TASK STATEMENT: Output exactly the lines between the line that contains "Expected: a point inside each instance of the person sitting" and the last line of the material, counting both.

---+---

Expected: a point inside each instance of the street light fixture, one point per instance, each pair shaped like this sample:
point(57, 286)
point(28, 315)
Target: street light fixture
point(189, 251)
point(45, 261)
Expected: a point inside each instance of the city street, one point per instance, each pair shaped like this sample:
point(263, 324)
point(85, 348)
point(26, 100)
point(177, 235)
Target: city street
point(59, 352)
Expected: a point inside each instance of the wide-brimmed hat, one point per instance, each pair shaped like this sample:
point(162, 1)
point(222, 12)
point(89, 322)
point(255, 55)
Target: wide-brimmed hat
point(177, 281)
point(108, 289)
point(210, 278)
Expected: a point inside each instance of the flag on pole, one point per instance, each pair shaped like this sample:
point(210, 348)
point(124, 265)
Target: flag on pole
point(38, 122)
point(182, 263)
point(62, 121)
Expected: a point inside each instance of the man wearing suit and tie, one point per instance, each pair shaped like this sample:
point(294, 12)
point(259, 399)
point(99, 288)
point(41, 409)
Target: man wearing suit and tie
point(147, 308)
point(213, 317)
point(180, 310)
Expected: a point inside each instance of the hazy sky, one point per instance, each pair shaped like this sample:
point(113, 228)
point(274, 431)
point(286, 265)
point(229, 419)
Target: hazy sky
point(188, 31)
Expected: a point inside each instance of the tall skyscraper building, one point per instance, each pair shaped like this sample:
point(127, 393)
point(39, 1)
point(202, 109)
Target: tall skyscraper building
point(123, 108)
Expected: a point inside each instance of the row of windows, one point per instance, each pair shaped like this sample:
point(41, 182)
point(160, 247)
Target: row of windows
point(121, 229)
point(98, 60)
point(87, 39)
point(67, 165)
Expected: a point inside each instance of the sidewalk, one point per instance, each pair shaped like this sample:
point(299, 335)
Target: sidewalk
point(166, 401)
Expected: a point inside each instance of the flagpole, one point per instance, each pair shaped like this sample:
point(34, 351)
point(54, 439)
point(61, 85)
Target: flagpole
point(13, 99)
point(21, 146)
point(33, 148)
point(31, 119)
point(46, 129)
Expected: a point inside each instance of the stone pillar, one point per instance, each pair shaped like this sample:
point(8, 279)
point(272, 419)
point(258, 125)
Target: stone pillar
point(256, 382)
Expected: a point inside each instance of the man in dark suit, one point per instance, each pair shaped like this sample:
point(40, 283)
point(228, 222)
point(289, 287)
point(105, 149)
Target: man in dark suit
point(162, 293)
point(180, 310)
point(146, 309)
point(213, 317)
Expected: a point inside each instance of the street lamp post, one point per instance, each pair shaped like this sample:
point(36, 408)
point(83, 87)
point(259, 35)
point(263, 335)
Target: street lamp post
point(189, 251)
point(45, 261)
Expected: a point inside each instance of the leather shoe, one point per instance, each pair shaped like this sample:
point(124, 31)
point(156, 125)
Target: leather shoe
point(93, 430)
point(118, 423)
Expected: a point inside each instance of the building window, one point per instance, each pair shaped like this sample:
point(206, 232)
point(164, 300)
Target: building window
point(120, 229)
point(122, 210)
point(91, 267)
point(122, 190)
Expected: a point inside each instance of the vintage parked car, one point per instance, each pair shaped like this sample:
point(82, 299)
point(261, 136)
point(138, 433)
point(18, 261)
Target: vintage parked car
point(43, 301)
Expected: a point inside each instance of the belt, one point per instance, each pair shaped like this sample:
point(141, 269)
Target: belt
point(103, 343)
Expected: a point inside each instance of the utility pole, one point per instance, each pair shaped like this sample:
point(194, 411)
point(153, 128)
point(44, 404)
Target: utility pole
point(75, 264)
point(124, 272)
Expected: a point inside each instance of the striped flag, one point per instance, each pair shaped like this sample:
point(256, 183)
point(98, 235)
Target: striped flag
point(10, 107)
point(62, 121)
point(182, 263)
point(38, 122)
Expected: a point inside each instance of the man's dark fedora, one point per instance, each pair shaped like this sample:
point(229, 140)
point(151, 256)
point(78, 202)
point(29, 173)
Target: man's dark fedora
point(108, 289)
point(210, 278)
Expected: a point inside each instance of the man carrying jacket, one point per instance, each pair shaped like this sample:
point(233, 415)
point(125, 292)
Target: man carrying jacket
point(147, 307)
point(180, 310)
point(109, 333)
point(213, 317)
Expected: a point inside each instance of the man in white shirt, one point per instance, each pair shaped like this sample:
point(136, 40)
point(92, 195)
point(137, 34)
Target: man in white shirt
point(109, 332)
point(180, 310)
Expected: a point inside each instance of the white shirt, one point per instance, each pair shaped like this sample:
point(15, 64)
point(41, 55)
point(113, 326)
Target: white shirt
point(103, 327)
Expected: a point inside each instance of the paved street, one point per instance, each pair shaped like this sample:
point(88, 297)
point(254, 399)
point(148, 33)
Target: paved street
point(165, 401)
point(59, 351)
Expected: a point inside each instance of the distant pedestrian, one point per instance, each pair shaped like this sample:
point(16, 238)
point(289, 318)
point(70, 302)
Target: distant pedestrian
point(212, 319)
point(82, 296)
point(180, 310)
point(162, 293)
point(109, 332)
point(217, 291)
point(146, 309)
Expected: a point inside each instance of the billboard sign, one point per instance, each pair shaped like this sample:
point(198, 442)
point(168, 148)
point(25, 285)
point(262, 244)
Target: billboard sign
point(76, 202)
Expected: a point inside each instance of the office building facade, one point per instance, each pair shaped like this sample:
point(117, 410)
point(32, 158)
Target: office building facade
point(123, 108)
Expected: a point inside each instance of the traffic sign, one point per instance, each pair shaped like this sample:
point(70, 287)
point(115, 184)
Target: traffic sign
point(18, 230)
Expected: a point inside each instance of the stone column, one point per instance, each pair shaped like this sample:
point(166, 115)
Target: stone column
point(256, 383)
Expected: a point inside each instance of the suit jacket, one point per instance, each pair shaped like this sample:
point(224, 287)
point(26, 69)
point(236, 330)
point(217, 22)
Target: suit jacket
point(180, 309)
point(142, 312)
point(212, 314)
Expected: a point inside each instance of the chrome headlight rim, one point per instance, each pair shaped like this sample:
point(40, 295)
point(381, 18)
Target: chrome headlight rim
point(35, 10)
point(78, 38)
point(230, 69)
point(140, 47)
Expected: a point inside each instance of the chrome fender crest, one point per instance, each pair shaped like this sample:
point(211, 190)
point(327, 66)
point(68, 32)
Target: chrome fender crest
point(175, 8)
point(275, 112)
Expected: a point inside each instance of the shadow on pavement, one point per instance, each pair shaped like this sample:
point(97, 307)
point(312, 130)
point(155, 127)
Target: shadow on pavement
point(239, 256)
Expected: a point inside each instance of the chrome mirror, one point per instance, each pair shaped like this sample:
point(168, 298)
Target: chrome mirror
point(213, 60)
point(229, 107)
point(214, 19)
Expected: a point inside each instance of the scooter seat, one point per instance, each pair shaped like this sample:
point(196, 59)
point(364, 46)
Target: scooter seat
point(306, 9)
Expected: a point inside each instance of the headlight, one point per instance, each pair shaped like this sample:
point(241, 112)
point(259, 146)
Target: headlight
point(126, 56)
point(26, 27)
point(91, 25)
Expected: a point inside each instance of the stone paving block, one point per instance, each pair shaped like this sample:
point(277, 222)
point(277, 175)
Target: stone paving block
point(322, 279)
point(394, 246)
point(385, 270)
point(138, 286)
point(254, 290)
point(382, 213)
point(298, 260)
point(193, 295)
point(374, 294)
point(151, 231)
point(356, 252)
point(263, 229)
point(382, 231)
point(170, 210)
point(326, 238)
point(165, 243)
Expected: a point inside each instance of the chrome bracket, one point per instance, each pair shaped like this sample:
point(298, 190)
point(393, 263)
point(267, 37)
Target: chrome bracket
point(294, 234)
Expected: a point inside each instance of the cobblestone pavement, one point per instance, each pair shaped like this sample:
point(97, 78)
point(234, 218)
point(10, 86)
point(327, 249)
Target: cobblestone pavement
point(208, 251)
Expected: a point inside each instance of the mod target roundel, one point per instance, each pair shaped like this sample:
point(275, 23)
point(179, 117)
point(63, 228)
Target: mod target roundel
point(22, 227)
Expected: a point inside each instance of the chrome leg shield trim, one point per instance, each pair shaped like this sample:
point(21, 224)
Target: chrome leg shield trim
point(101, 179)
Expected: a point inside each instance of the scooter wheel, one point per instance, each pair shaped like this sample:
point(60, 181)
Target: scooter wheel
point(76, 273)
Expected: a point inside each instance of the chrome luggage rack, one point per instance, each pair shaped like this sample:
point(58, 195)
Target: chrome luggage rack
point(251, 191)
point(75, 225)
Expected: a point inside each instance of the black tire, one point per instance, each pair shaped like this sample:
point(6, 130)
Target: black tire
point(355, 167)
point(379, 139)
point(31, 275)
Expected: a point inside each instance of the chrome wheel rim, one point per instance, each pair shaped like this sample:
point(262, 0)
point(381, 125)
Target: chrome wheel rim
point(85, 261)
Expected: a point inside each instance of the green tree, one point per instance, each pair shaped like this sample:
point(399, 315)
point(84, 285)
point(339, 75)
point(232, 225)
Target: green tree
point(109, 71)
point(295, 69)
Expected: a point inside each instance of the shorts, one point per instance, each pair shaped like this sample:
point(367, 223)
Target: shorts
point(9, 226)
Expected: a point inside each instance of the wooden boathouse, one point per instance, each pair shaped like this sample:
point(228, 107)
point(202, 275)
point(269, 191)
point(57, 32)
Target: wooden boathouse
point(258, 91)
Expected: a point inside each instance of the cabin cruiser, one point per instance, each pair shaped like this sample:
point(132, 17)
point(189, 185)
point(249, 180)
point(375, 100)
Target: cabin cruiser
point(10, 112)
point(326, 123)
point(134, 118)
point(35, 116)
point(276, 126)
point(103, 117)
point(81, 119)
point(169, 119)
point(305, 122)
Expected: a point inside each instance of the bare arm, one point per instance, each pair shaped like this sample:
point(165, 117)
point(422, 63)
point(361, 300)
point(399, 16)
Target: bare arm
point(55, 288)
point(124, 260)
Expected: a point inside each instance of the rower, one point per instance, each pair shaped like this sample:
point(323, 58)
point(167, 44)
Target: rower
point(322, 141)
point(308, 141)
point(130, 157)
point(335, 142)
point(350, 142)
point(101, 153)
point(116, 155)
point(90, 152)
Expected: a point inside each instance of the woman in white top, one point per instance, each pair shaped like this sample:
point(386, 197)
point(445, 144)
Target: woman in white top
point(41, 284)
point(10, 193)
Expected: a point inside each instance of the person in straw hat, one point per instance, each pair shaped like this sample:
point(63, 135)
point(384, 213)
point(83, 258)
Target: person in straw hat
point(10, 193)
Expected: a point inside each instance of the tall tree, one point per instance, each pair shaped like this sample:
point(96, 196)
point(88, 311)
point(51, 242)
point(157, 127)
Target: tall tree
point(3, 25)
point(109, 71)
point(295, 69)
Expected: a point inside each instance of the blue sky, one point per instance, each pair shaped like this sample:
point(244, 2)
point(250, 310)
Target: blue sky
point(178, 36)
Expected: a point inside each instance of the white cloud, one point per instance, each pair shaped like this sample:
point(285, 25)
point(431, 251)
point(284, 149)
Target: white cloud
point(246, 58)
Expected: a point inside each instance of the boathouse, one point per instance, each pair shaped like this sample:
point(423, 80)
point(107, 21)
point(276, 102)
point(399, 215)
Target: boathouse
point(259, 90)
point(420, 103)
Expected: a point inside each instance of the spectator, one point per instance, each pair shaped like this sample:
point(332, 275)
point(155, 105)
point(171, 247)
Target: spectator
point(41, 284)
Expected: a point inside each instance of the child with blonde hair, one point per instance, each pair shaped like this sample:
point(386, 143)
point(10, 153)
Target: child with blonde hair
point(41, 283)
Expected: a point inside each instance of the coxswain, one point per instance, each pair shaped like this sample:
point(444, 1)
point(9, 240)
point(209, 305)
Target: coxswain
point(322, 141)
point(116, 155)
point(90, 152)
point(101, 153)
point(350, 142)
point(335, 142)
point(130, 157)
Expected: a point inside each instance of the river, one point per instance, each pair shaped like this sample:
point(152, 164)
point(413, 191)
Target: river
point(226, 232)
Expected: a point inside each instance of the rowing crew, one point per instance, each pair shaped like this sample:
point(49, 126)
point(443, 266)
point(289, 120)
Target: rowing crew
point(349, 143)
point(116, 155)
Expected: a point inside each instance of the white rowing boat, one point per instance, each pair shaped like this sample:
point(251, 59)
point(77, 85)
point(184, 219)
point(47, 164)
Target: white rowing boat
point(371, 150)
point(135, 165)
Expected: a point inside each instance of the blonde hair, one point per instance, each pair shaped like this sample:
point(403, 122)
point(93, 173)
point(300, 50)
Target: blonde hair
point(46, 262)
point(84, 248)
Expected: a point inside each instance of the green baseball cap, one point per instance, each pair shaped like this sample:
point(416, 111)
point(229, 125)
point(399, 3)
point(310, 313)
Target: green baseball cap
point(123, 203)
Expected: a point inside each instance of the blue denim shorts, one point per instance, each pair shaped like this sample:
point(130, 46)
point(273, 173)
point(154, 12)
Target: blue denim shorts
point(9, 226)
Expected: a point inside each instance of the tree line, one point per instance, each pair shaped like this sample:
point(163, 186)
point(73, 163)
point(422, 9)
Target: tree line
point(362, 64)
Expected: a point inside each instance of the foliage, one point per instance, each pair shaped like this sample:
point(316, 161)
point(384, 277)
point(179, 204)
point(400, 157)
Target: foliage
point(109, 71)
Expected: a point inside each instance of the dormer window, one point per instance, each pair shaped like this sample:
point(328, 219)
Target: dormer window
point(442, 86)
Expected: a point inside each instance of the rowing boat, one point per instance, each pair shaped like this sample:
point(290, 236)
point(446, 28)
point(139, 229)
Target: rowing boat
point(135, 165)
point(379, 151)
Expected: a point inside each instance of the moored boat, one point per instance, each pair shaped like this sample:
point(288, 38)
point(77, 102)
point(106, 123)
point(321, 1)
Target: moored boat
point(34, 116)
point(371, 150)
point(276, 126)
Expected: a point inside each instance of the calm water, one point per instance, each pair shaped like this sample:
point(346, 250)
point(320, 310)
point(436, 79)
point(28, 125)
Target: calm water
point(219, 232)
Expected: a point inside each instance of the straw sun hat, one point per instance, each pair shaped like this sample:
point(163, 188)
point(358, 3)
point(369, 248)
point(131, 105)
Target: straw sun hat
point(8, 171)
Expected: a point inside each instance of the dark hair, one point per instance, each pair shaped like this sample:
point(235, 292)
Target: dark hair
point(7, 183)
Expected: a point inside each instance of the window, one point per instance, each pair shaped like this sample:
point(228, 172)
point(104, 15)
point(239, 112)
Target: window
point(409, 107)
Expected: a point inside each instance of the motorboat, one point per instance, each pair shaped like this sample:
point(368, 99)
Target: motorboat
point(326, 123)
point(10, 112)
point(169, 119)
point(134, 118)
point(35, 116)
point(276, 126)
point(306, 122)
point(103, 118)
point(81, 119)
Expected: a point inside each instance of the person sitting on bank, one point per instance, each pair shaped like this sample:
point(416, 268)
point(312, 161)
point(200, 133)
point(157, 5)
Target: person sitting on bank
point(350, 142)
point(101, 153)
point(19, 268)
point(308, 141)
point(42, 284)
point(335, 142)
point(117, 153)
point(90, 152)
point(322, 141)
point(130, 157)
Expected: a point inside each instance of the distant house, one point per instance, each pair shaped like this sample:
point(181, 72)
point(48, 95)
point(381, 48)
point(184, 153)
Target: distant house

---+---

TASK ANSWER:
Expected: a point inside each instance of the person sitting on bank, one point per instance, each pair shaped like this sample:
point(416, 268)
point(312, 161)
point(200, 133)
point(157, 5)
Target: person sitting on bank
point(350, 142)
point(101, 153)
point(19, 268)
point(308, 141)
point(42, 284)
point(335, 142)
point(117, 153)
point(90, 152)
point(322, 141)
point(130, 157)
Expected: a point inside each instance of the distant house, one point per instance, each pair shaped like this sample:
point(181, 72)
point(48, 95)
point(381, 48)
point(184, 153)
Target: distant house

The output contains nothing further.